------ Texte de la page ------
En effet, comme le rappelle une étude, publiée en février 2020, dans la Revue française d’allergologie(4) : « L’allergie aux corticostéroïdes reste largement méconnue par un grand nombre de cliniciens parmi lesquels beaucoup sont prescripteurs de ces médicaments .» La Société française de dermatologie elle-même ne mentionne ni ne diffuse aucun document à ce sujet. Nous l’avons sollicitée à plusieurs reprises, mais nos demandes sont restées lettre morte.
Ce phénomène d’allergie étant mentionné sur les notices de la plupart des dermocorticoïdes, on peut s’étonner que les généralistes et les dermatologues le méconnaissent aussi massivement. Un tour sur le Vidal permet d’obtenir une piste d’explication.
Concernant certains dermocorticoïdes comme le Diprosone, il est précisé : « Ce médicament a souvent une action efficace et rapide sur les lésions de la peau. Il peut être tentant de le réutiliser, mais l’automédication expose à des risques importants : aggravation de certaines lésions, installation d’une dépendance (amélioration de moins en moins visible des lésions et recrudescence des symptômes à chaque arrêt de traitement) et altération durable de la peau .»(5)
Il semblerait que la seule raison envisagée d’une dépendance aux dermocorticoïdes soit « l’automédication ». Ceci expliquerait pourquoi tant de patients concernés ne sont pas crus par leur médecin qui attribue leurs symptômes à un mauvais usage.
Aux États-Unis, des associations de patients, comme l’International Topical Steroid Awareness Network (Itsan) qui « sensibilise au syndrome de sevrage aux dermocorticoïdes », sont créées pour médiatiser le phénomène. Des livres et des documentaires sont diffusés sur le sujet, mais la France accuse du retard.
Pour les patients atteints, comment sortir de ce cercle vicieux ? La solution la plus couramment évoquée reste l’arrêt pur et simple des dermocorticoïdes. Mais cet arrêt est souvent compliqué, car il est suivi de flambées inflammatoires et de rebonds difficiles à supporter. Comme le précise l’Itsan, le temps de guérison se mesure souvent « en mois ou en année », et il n’existe actuellement « ni médicament ni méthode ni traitement éprouvé » qui accélère le processus.
------ Extraits de données ------
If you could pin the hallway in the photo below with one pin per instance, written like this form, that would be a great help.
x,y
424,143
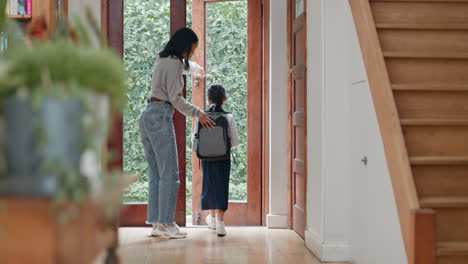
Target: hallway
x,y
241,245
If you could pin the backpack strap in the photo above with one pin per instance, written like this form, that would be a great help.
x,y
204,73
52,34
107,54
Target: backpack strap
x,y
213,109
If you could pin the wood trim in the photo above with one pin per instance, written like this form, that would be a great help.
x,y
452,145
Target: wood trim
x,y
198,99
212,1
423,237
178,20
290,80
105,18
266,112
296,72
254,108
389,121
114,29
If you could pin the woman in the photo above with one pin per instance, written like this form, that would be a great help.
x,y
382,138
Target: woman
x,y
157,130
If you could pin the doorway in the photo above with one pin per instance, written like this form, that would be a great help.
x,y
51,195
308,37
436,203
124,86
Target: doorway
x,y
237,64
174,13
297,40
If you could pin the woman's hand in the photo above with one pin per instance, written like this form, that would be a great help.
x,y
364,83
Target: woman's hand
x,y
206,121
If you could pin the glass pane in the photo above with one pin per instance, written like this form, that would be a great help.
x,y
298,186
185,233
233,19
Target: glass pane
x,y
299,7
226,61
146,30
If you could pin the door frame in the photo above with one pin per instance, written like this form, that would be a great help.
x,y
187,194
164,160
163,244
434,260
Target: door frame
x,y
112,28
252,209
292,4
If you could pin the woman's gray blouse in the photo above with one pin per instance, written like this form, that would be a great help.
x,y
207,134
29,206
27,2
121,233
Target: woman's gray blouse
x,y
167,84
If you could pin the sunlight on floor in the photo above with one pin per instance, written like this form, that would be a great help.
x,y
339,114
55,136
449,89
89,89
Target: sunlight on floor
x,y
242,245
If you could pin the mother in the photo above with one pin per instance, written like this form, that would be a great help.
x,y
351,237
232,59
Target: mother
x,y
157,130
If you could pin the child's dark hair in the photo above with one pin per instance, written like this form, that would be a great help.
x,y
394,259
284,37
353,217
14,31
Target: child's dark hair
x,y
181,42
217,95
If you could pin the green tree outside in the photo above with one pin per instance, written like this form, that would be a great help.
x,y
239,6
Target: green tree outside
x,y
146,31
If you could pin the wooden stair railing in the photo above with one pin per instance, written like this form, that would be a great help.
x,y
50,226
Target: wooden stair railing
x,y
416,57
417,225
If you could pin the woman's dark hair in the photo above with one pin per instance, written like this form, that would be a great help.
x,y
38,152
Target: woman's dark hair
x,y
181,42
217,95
------
------ Extraits de données ------
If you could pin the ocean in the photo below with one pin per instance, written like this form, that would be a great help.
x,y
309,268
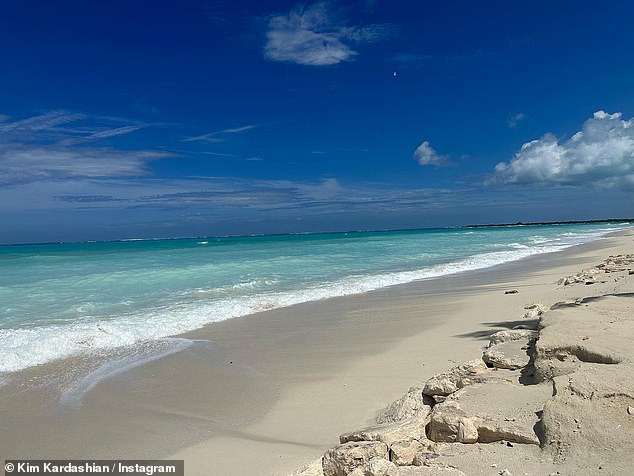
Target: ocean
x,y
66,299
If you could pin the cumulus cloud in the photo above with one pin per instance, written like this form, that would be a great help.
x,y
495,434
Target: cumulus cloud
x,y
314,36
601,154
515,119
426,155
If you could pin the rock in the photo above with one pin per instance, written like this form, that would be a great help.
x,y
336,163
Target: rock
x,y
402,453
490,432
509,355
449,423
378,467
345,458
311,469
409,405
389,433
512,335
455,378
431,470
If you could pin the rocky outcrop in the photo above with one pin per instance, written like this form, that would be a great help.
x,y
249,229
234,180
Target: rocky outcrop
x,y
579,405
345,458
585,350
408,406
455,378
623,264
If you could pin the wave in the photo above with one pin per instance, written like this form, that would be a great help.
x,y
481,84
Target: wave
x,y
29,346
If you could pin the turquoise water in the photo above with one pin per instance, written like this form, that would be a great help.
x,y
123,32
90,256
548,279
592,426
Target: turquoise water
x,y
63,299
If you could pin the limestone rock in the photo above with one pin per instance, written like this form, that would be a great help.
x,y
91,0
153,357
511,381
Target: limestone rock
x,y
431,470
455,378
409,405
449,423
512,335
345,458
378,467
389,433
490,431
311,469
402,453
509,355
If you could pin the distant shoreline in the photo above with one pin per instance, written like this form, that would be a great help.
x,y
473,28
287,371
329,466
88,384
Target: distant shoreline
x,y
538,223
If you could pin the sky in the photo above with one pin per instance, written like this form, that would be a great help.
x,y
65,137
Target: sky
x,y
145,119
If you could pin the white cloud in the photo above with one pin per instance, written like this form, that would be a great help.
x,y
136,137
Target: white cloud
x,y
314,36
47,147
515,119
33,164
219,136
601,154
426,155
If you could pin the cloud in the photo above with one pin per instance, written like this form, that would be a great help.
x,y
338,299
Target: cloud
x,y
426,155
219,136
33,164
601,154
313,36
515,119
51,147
------
------ Extraits de données ------
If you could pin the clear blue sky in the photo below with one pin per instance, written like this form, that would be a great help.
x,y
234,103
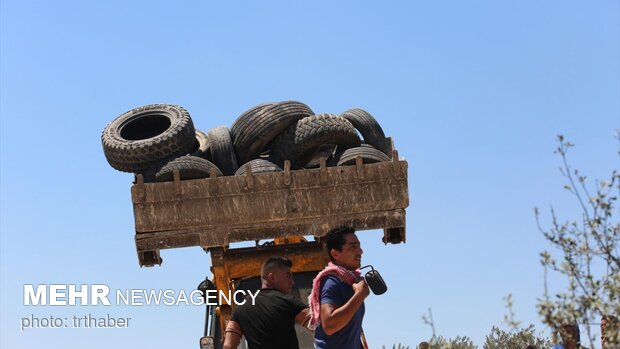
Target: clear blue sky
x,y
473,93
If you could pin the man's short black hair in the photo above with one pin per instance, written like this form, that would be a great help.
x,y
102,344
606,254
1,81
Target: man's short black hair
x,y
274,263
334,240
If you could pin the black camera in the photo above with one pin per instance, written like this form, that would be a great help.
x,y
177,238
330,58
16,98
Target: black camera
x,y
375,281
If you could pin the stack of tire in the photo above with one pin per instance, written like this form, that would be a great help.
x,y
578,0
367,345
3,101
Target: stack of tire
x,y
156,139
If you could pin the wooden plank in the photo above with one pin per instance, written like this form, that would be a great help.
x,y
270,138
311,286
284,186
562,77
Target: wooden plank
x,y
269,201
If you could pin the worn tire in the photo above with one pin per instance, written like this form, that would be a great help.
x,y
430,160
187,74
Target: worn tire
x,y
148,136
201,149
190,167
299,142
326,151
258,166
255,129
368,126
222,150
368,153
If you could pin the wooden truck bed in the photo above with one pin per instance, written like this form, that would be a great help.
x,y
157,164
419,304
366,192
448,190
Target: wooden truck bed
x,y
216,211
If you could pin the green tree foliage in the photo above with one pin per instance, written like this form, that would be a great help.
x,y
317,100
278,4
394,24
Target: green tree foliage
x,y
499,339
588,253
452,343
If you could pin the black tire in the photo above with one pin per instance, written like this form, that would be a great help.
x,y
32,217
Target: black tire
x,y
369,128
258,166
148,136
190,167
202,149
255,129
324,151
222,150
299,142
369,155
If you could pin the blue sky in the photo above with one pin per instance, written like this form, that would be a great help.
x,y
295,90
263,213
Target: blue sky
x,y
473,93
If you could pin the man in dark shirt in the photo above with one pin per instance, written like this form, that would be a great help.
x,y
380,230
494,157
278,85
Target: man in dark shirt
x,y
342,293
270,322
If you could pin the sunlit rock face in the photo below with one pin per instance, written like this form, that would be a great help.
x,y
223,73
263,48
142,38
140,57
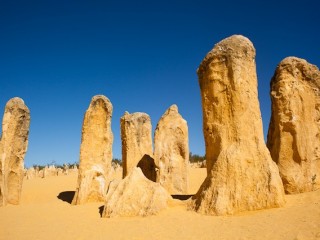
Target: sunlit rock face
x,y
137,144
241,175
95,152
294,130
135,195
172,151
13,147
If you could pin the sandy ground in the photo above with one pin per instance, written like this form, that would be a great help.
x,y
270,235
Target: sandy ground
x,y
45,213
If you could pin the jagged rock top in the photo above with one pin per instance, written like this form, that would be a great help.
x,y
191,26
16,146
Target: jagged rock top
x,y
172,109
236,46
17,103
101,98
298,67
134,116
------
__Travail demandé__:
1. D'après le texte sur la dépendance aux dermocorticoïdes, expliquez en une à trois phrases pourquoi tant de patients concernés ne sont pas crus par leur médecin.
2. Prolongez le texte sur la dépendance aux dermocorticoïdes à partir de sa dernière phrase.
Les enregistrements constituent un matériau à part, distinct du texte.

__Réponses dans l'ordre__:
1. D'après le Vidal, l'automédication semble être la seule cause envisagée d'une dépendance aux dermocorticoïdes. Le médecin attribue donc les symptômes de ces patients à un mauvais usage du médicament.

2.
Si vous pensez être atteint du syndrome d’addiction aux dermocorticoïdes, consultez un médecin avant toute décision car, comme le précise l’association : « L’arrêt des dermocorticoïdes lorsque les glandes surrénales sont gravement déprimées [et si application intensive et sur de grandes surfaces] peut entraîner une crise surrénale, qui peut s’avérer mortelle. » En ce cas, un sevrage progressif ou le passage à un dermocorticoïde d’activité plus modérée sera conseillé.
Des molécules comme le pimecrolimus topique sont actuellement testées pour voir si elles permettent une meilleure tolérance que la cortisone, mais les résultats ne sont pour l’heure pas favorables. Enfin, des tests par le biais de patchs peuvent permettre, en prévention, de tester l’allergie à telle ou telle molécule avant de faire un traitement.
Les dermocorticoïdes sont classés selon une classification ABCD. Ceux qui génèrent le plus de réactions d’allergies sont ceux des groupes A et D2 (prednisolone, médrysone, budésonide, hydrocortisone). Ceux qui en génèrent le moins sont les C et D1 (bêtaméthasone, fluocortolone, méprednisone, beclométhasone, etc.). Vous pouvez également développer des « allergies croisées », c’est-à-dire devenir subitement allergique à un type de crème à la suite d’une sensibilisation par une autre.